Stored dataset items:
___

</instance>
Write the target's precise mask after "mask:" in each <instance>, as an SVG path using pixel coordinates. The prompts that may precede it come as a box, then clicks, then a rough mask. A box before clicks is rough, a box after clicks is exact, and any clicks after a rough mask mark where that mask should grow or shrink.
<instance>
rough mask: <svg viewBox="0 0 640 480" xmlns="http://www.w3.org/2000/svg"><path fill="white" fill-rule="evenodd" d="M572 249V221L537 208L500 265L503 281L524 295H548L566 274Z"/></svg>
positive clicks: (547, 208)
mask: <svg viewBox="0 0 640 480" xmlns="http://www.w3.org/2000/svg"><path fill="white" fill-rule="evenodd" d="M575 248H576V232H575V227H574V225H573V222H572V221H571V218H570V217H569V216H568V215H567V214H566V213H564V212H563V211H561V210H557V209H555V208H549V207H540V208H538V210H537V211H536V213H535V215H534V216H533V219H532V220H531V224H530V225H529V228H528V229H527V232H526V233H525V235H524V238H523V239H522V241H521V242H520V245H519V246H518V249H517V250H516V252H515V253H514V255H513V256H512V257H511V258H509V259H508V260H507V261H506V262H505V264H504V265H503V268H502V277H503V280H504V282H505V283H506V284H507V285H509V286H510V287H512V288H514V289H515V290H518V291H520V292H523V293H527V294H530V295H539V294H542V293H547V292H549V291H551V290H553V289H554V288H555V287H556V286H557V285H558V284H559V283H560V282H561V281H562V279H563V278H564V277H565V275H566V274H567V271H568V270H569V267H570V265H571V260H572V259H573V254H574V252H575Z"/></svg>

___

Problem to work on
Exactly as they stand, set down the lines from the top of the data through the line with "rough mask: <svg".

Reply
</instance>
Write the target's precise mask after "mask:" in each <instance>, as an SVG path using pixel coordinates. The prompts that may precede it come as a box, then clicks, then a rough mask. A box before clicks is rough, a box after clicks is exact, and any clicks after a rough mask mark where that mask should grow or shrink.
<instance>
rough mask: <svg viewBox="0 0 640 480" xmlns="http://www.w3.org/2000/svg"><path fill="white" fill-rule="evenodd" d="M572 249V221L537 208L500 265L503 281L524 295H548L566 274Z"/></svg>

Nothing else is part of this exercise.